-------- Texto fuente
Elizabeth se sentía frustrada y desalentada. Su nueva relación había durado tan sólo dos ci­tas. Bob la evitaba. Ella lo había conocido hacía más de un año en su trabajo. Bob era un hombre guapo y triunfador, y compartían muchas afi­ciones. Le había contado que su largo romance con una mujer casada acababa de finalizar. Ha­bía tenido varias relaciones cortas con otras mu­jeres, pero por alguna razón sentía que siempre les faltaba algo. A su modo de ver, eran mujeres superficiales, poco inteligentes o que no tenían los mismos principios que él. Dada la situación, las dejaba y regresaba en busca de su amante ca­sada, que siempre lo aceptaba de nuevo. El ma­rido de ésta era rico, así que ella no se decidía a separarse y abandonar aquella vida tan opulen­ta, aunque la relación matrimonial carecía en ab­soluto de pasión.          

-Eres distinta a las demás -le juró Bob a Elizabeth-. Compartimos tantas cosas. Le dijo que era la más inteligente de todas y la más guapa, y que sabía que su relación podía durar.

Elizabeth se convenció de que Bob verdade­ramente tenía razón: «Siempre estuvo allí, y yo, en realidad, nunca me di cuenta -pensó-. A veces los árboles no te dejan ver el bosque.» Pero se olvidó de que el motivo por el cual nunca había reparado en Bob ni en sus atractivos físicos era que no había química entre ellos. Estaban sola y desesperada por encontrar un hom­bre. Se guiaba por la mente y no hizo caso del aviso de su corazón.

El primer encuentro fue muy prometedor. .Salieron a tomar algo, fueron a ver una buena pe­lícula y después mantuvieron una conversación íntima mientras contemplaban las olas agitadas por el viento bajo la luz de una luna casi llena.

-Podría enamorarme de ti -le dijo él, to­mándole el pelo con una promesa que nunca iba a cumplirse.

La mente de Elizabeth registraba cada palabra sin inmutarse por su vacío emocional.

La segunda cita fue bien. Ella se divirtió y tu­vo la sensación de que él también. El afecto que, Bob demostró parecía verdadero y daba a enten­der que tendrían relaciones más íntimas en el fu­turo. Pero no la volvió a llamar.

Fue Elizabeth quien finalmente lo llamó. Bob estuvo de acuerdo en volverla a ver, pero le dijo que estaba muy ocupado y que no sabía cuándo podría disponer de un momento. Le aseguró que nada había cambiado en sus sentimientos, que quería verla, pero que no podía precisarle cuándo.      -¿Por qué siempre elijo él perdedores? –me preguntó-. ¿ Qué me ocurre? -No eliges a perdedores -le respondí-. Bob es un hombre guapo y triunfador que te di­jo que tenía interés por ti y que estaba disponi­ble. No te culpes a ti misma.

Algo en mí me decía que Elizabeth tenía ra­zón, pero no se lo confesé. Ciertamente escogía a perdedores, en este caso un fracasado emocional que no era capaz de abandonar la seguridad que le proporcionaba su amante casada. Decidió se­guir dependiendo de ella y «a salvo». Elizabeth se convirtió en la víctima de sus temores y de su fal­ta de valor. «Es mejor ahora que más tarde», pen­sé. Elizabeth era una mujer fuerte; se recuperaría.
----------------
-------- Extracto de datos
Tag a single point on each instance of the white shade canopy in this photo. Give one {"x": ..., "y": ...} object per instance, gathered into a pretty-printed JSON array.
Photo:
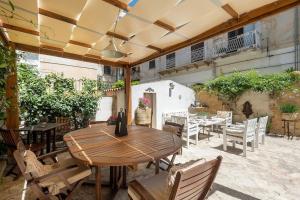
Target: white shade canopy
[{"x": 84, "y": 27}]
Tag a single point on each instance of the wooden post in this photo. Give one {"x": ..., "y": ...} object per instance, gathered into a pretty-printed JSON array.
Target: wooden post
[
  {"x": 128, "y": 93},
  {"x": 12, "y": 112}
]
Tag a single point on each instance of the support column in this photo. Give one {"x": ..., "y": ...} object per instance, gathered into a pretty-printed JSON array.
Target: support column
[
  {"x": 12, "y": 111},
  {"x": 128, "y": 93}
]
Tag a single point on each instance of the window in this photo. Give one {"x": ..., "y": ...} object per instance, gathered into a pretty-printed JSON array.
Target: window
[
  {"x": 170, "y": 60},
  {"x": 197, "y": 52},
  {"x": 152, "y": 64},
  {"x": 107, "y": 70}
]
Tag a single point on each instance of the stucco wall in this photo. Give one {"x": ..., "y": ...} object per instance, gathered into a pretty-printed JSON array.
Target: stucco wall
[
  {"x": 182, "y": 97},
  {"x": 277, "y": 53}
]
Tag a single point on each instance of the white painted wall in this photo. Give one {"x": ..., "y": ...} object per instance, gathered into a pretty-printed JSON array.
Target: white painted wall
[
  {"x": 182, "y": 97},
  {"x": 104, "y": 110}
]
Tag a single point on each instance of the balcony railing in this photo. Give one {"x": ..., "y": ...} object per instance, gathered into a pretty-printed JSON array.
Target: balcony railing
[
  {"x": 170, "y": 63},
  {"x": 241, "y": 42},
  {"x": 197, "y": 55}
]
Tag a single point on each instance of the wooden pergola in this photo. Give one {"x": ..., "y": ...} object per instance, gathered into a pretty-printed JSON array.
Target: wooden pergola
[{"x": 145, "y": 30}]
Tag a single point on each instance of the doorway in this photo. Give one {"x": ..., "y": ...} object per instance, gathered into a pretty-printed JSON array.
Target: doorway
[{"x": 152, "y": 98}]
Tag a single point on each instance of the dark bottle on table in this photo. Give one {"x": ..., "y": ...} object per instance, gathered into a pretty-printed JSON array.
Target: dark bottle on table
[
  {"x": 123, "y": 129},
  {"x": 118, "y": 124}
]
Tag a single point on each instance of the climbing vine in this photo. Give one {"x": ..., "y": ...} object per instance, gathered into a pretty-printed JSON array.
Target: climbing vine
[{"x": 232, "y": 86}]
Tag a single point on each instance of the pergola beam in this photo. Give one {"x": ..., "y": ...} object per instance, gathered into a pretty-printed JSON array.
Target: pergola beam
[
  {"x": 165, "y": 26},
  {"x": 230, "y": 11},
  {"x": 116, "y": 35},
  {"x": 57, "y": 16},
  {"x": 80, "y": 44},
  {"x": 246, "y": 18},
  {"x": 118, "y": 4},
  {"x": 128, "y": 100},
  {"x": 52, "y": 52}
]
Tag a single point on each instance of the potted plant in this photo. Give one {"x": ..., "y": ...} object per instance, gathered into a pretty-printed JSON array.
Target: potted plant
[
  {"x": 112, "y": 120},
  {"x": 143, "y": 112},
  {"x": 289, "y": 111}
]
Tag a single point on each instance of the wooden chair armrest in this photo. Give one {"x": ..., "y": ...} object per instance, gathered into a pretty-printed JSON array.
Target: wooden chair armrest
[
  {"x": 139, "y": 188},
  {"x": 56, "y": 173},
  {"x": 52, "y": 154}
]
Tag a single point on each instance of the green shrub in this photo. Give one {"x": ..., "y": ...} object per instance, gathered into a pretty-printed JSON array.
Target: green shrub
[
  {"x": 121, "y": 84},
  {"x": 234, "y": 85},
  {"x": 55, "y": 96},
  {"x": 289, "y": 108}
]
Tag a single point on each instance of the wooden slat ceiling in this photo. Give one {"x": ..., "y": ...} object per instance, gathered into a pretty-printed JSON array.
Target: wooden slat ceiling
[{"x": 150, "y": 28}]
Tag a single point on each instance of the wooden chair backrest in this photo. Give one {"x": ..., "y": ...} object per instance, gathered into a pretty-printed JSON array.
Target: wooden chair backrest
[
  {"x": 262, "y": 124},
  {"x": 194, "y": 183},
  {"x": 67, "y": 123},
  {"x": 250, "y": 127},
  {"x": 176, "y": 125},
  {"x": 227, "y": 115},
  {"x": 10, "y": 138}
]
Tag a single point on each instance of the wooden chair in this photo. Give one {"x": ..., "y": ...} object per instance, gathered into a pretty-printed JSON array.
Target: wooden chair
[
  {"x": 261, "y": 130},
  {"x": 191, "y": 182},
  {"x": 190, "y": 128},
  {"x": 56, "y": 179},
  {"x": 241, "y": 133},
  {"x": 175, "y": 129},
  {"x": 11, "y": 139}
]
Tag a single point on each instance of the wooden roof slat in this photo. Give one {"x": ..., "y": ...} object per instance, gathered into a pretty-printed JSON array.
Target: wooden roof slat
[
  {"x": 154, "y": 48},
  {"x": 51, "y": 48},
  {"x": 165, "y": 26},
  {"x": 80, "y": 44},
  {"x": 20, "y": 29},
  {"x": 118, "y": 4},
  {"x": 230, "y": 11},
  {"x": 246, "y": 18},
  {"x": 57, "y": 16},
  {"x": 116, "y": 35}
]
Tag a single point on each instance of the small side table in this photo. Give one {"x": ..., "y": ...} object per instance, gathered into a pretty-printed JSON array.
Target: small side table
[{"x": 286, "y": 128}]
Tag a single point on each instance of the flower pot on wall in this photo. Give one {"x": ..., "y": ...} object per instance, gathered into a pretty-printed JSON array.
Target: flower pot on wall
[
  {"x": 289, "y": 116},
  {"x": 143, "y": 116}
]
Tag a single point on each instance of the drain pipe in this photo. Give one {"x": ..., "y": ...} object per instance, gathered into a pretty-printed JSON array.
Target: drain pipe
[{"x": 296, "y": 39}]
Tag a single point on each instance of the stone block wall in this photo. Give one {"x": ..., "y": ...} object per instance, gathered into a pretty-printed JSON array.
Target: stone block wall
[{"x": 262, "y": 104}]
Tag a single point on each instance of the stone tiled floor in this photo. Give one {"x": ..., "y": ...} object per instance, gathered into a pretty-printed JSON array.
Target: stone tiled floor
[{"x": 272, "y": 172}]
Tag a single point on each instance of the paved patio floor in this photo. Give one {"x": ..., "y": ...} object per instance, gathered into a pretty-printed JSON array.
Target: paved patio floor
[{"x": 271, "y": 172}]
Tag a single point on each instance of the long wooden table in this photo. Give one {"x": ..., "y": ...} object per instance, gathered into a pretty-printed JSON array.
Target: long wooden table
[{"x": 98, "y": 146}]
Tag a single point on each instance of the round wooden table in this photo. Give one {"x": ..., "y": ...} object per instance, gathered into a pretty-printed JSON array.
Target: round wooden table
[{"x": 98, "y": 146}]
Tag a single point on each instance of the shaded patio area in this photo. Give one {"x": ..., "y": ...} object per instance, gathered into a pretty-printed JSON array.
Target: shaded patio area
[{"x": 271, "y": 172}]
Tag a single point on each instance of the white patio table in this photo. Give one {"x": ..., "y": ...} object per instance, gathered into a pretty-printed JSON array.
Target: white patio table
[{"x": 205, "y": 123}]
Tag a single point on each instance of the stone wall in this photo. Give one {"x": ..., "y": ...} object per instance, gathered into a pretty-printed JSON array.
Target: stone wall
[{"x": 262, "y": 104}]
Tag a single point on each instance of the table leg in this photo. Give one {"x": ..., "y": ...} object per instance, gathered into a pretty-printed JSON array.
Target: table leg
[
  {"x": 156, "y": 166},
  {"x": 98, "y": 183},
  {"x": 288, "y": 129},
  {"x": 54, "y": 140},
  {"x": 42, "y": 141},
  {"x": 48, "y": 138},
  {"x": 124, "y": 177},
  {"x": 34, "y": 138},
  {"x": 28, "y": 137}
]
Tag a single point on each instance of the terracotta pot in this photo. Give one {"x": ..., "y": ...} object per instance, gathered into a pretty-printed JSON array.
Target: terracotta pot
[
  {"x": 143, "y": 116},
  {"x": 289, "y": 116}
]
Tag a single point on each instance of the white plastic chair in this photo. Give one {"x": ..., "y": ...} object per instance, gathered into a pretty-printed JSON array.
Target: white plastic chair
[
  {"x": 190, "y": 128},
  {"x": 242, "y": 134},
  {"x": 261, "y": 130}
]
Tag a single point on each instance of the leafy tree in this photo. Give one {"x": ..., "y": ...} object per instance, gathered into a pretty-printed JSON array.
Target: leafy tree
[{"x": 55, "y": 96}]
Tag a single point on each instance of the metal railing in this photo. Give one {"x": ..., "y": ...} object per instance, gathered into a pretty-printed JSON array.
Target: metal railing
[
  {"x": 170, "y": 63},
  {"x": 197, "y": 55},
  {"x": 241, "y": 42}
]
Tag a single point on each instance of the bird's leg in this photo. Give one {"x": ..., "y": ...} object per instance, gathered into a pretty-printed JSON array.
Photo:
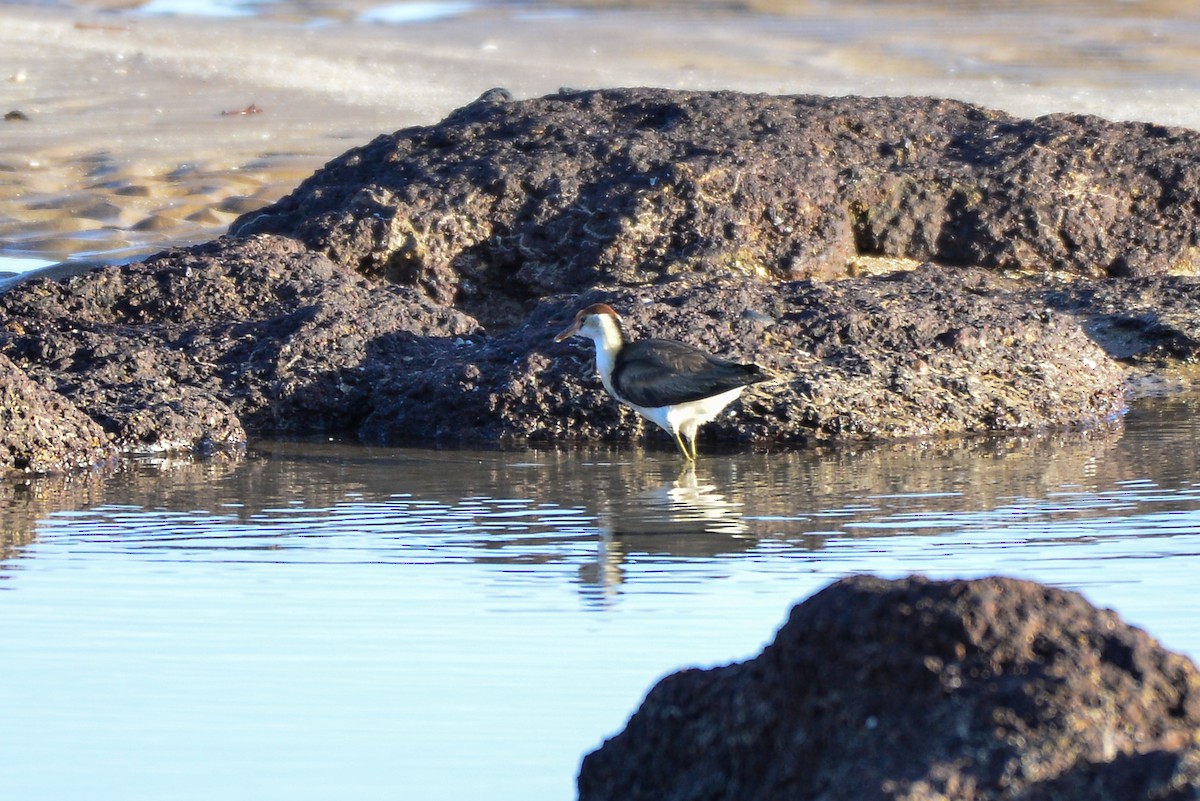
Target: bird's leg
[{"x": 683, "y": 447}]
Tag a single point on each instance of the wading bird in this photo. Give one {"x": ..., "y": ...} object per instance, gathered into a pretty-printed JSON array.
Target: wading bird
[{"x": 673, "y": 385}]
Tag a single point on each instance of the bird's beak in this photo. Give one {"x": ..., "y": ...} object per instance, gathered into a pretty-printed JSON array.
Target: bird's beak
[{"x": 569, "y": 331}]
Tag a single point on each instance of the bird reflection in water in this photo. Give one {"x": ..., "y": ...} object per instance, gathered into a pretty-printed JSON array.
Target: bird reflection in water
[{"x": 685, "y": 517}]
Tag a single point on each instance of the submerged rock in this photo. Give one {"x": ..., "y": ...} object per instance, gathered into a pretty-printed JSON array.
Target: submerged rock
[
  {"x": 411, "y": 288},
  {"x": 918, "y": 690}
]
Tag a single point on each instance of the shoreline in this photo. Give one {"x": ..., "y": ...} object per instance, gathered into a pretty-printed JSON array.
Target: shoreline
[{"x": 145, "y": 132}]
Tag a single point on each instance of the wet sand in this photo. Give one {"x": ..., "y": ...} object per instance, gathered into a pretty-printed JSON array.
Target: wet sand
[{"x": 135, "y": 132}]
----------------
**Partes del ejercicio**:
(A) Según el texto fuente, ¿dónde había conocido Elizabeth a Bob?
(B) Devuelve del texto fuente todo el fragmento que va desde "-Eres distinta a" hasta "relación podía durar.", ambos incluidos.

**Respuestas del ejercicio**:
(A) En su trabajo, hacía más de un año.

(B)
-Eres distinta a las demás -le juró Bob a Elizabeth-. Compartimos tantas cosas. Le dijo que era la más inteligente de todas y la más guapa, y que sabía que su relación podía durar.